MATERIAL PROVIDED —
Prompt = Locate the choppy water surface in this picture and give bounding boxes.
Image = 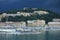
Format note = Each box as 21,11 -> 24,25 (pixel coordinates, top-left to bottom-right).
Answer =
0,31 -> 60,40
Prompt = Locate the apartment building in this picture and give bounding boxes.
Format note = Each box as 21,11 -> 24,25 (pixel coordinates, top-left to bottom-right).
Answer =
27,20 -> 45,27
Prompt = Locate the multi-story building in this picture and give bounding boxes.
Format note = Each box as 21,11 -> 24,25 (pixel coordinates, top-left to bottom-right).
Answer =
27,20 -> 45,27
48,22 -> 60,30
0,22 -> 26,28
17,12 -> 32,16
33,11 -> 49,14
53,18 -> 60,22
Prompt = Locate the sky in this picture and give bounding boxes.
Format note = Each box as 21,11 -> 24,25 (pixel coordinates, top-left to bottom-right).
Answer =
0,0 -> 60,13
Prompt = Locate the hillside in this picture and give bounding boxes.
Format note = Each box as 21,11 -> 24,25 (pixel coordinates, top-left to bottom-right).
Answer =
2,8 -> 60,23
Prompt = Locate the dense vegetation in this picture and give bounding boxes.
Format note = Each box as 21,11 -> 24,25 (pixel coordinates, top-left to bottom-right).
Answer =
2,8 -> 60,23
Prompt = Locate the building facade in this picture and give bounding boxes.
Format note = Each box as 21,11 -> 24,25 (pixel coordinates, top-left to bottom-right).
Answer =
27,20 -> 45,27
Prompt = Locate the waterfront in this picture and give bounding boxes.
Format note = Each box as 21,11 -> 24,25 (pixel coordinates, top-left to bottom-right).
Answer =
0,31 -> 60,40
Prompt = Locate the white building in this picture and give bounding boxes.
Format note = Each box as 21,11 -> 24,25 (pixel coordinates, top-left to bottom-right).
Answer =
0,22 -> 26,28
48,22 -> 60,30
33,11 -> 49,14
17,12 -> 32,16
27,20 -> 45,27
53,18 -> 60,22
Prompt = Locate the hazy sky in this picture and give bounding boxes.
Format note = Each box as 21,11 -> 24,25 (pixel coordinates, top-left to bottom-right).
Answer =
0,0 -> 60,13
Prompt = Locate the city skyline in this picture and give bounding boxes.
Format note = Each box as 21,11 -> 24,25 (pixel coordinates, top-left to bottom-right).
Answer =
0,0 -> 60,13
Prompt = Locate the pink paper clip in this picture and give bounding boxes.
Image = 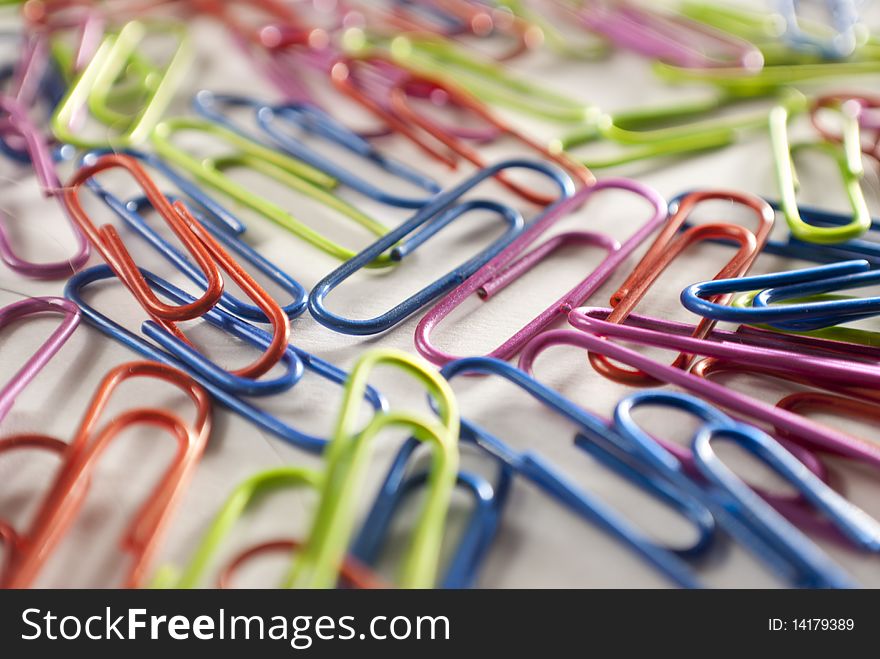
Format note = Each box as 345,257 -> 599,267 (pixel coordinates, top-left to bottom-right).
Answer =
415,178 -> 666,365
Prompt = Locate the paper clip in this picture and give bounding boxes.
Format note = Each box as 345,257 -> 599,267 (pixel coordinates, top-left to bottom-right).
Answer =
309,160 -> 574,334
0,362 -> 211,588
351,438 -> 513,588
0,95 -> 91,279
519,308 -> 880,467
51,21 -> 190,149
64,154 -> 290,379
770,106 -> 871,244
152,117 -> 392,267
151,467 -> 378,588
0,297 -> 80,421
681,260 -> 880,331
331,52 -> 596,205
775,0 -> 859,59
441,357 -> 714,587
614,391 -> 868,588
288,349 -> 459,588
193,90 -> 442,208
64,266 -> 387,453
578,0 -> 764,72
415,178 -> 666,365
590,190 -> 774,386
80,149 -> 308,323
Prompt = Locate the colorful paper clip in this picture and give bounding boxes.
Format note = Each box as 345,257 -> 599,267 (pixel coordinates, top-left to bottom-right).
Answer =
151,467 -> 381,588
415,178 -> 666,365
51,21 -> 190,149
64,266 -> 387,453
441,357 -> 714,587
590,190 -> 774,386
309,160 -> 574,334
289,349 -> 459,588
0,362 -> 211,588
351,438 -> 513,588
0,297 -> 80,421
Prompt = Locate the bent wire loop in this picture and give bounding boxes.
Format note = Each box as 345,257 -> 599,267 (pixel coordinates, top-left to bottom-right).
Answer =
415,178 -> 666,365
332,53 -> 596,205
519,308 -> 880,468
288,349 -> 459,588
0,362 -> 211,588
51,21 -> 191,148
193,90 -> 442,208
152,117 -> 391,267
309,160 -> 574,334
681,260 -> 880,331
441,357 -> 714,587
351,438 -> 513,588
81,149 -> 308,323
151,467 -> 379,588
589,190 -> 774,386
0,297 -> 80,421
614,391 -> 868,588
64,266 -> 387,453
0,95 -> 90,279
64,154 -> 290,379
769,106 -> 871,245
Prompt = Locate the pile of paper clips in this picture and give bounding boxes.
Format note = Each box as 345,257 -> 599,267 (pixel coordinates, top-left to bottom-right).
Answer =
0,0 -> 880,588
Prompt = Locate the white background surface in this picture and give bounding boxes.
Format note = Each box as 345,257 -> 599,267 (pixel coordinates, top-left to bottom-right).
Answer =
0,0 -> 880,587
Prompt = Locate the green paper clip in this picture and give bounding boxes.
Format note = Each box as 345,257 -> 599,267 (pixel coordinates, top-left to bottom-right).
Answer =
51,21 -> 191,149
770,106 -> 871,244
152,117 -> 396,268
287,349 -> 459,588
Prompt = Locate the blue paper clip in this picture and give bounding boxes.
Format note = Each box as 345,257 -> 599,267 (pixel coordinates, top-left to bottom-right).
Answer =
193,90 -> 443,208
776,0 -> 859,59
681,260 -> 880,331
440,357 -> 715,587
64,265 -> 387,453
309,160 -> 575,335
351,437 -> 513,588
81,150 -> 308,323
614,391 -> 880,588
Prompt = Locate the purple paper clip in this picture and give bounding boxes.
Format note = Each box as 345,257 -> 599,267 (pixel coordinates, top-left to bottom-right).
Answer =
0,297 -> 80,421
415,178 -> 667,365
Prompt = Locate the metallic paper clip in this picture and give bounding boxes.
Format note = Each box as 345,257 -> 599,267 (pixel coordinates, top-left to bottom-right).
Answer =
152,117 -> 392,267
64,154 -> 290,379
51,21 -> 190,148
519,308 -> 880,467
441,357 -> 714,587
193,90 -> 441,208
309,160 -> 574,334
64,266 -> 387,453
0,297 -> 80,421
152,467 -> 378,588
81,149 -> 308,323
0,362 -> 211,588
289,349 -> 459,588
770,106 -> 871,244
351,438 -> 513,588
590,190 -> 773,385
415,178 -> 666,365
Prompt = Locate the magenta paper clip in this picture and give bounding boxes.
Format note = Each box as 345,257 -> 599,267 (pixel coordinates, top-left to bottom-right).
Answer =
0,96 -> 90,279
415,178 -> 667,365
519,308 -> 880,468
0,297 -> 80,421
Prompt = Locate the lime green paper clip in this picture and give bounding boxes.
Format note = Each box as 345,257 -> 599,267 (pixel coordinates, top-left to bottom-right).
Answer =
770,106 -> 871,244
152,117 -> 395,268
550,89 -> 807,169
288,349 -> 459,588
152,467 -> 322,588
51,21 -> 191,149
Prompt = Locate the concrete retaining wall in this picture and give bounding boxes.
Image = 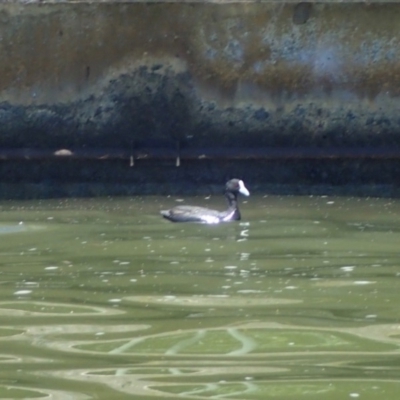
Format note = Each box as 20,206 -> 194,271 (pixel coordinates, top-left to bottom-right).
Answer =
0,3 -> 400,147
0,2 -> 400,195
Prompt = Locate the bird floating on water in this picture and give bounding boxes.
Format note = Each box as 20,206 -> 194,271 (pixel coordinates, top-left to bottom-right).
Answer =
161,179 -> 250,224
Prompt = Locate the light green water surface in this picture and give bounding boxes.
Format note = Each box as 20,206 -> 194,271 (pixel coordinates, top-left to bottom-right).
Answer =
0,195 -> 400,400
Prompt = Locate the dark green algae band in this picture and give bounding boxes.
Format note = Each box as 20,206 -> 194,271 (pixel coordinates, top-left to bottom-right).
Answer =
0,2 -> 400,197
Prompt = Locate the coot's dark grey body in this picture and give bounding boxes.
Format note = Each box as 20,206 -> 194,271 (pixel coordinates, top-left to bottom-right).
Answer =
161,179 -> 250,224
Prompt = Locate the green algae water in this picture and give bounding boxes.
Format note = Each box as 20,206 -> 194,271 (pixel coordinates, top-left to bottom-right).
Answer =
0,193 -> 400,400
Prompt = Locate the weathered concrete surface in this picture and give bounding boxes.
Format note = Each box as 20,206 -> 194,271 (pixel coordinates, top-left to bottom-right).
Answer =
0,3 -> 400,148
0,1 -> 400,197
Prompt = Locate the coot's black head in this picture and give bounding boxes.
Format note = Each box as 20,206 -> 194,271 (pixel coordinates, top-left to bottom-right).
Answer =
225,179 -> 250,196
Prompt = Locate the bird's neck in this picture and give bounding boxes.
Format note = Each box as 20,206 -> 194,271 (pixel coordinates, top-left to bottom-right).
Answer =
225,192 -> 240,220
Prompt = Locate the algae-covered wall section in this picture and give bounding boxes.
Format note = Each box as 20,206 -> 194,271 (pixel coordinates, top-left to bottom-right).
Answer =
0,2 -> 400,148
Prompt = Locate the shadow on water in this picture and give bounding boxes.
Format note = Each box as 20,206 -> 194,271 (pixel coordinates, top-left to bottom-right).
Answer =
0,196 -> 400,400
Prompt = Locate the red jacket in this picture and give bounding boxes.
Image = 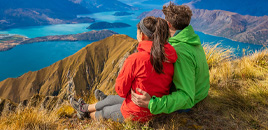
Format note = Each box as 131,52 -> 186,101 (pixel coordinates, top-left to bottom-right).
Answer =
115,41 -> 178,122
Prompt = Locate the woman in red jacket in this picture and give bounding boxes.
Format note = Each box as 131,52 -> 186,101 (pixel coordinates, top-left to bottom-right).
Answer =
70,17 -> 177,122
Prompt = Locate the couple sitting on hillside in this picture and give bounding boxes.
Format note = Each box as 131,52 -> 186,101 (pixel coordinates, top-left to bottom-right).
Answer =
70,3 -> 209,122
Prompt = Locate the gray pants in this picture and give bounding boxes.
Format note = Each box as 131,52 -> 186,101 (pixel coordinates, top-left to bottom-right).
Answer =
95,95 -> 125,122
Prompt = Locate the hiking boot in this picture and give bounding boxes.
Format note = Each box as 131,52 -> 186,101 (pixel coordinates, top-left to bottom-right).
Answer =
94,89 -> 107,101
70,97 -> 85,120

EXERCISE GOAL — Count the lines in the material above that contain the string "building", treating uppercase and lowercase as different, and reply with only that number.

FULL RESPONSE — 4